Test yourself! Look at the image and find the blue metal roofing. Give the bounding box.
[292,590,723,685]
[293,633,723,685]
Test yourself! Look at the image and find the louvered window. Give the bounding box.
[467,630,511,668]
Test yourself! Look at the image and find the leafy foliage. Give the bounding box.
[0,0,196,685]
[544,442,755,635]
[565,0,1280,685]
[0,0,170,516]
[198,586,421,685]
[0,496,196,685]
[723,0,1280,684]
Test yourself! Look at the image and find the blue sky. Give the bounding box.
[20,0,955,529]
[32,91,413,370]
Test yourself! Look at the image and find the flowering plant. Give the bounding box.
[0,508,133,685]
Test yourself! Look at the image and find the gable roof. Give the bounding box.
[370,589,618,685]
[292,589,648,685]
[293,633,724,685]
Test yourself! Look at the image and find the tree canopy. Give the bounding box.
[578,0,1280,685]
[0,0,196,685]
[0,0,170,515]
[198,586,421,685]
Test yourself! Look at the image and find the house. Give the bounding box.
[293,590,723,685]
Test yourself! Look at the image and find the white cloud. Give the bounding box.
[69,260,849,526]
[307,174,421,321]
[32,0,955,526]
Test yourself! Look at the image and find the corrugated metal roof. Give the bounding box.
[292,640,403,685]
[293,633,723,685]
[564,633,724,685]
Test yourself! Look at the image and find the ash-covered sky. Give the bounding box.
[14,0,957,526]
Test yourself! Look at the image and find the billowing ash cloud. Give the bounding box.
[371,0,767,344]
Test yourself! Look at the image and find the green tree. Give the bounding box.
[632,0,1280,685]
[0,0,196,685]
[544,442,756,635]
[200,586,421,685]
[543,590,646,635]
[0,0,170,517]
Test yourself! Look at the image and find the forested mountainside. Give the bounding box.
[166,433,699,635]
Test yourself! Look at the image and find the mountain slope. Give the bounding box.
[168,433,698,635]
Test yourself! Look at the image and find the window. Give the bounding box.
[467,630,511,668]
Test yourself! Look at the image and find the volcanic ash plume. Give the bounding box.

========================================

• **Request**:
Determine how many lines of the listing above contain the string "cloud", treating uppercase and lowercase letters as distinct. Reply with the number alone.

• **Response for this exercise**:
2